• **Instruksi yang Diberikan**
Tuliskan ulang secara persis sebagian kutipan tentang visa dan izin tinggal bagi diaspora, dimulai pada kata-kata yang memuat "Hal ini bertujuan" dan berhenti setelah "tinggal bagi diaspora.".

• **Kutipan Terpilih**
════════════════════
Hal ini bertujuan untuk memudahkan dalam memahami, menyelaraskan substansi visa tinggal terbatas yang terdapat pada Permenkumham No.22/2023 dan Permenkumham No.11/2024 dengan visa dan izin tinggal bagi diaspora.
Dengan disatukannya domain visa dan izin tinggal bagi diaspora dalam satu peraturan saja, tanpa menerbitkan peraturan yang baru, maka akan terjadi penyederhanaan regulasi, yang tentu saja bermuara pada efisiensi dan efektivitas dalam evaluasi peraturan perundang-undangan nantinya.
Hal yang lebih penting lagi adalah bila ketentuan beragam jenis visa dan izin tinggal terdapat dalam satu Permenkumham saja, maka akan memudahkan publik dalam mencerna dan memahami rasam visa dan izin tinggal lainnya.
Kausanya visa dan izin tinggal yang terdapat pada beleid yang eksisting memiliki korelasi dengan visa dan izin tinggal bagi diaspora yang sedang disusun.
════════════════════
• **Item yang Diberikan**
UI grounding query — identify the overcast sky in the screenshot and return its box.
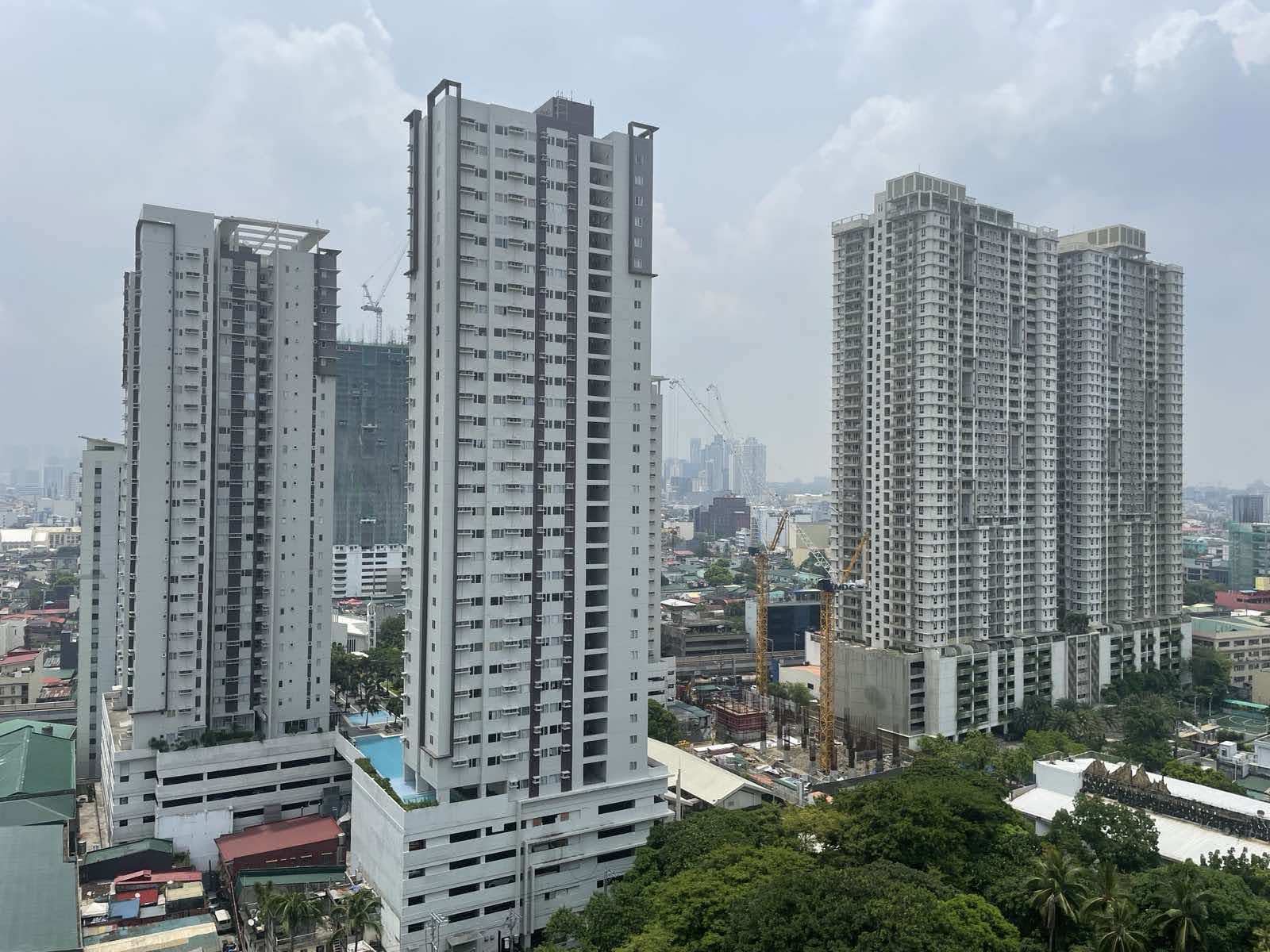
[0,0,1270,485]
════════════════════
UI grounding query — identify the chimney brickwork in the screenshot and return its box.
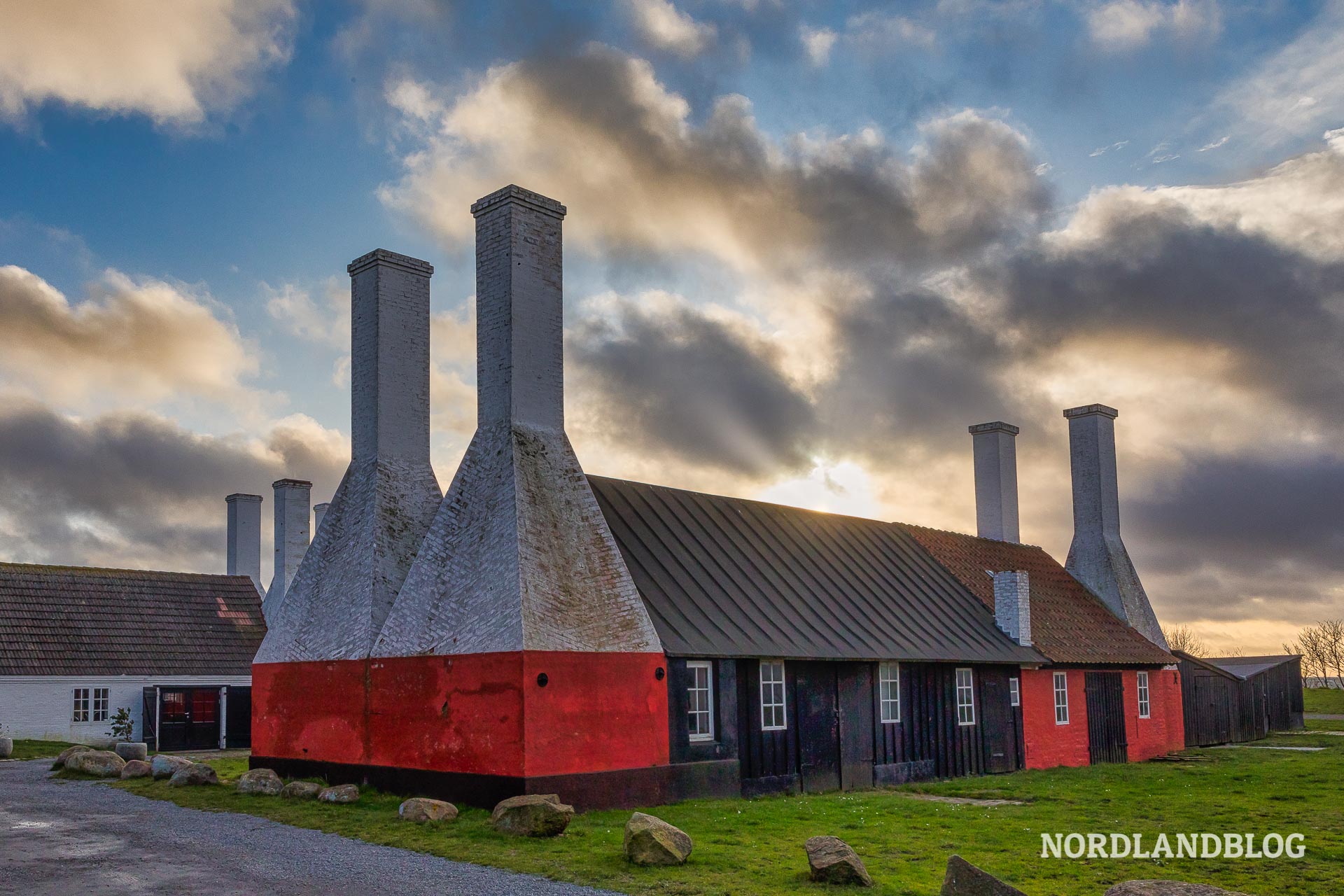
════════════════════
• **Hasil Latihan Ini**
Hal ini bertujuan untuk memudahkan dalam memahami, menyelaraskan substansi visa tinggal terbatas yang terdapat pada Permenkumham No.22/2023 dan Permenkumham No.11/2024 dengan visa dan izin tinggal bagi diaspora.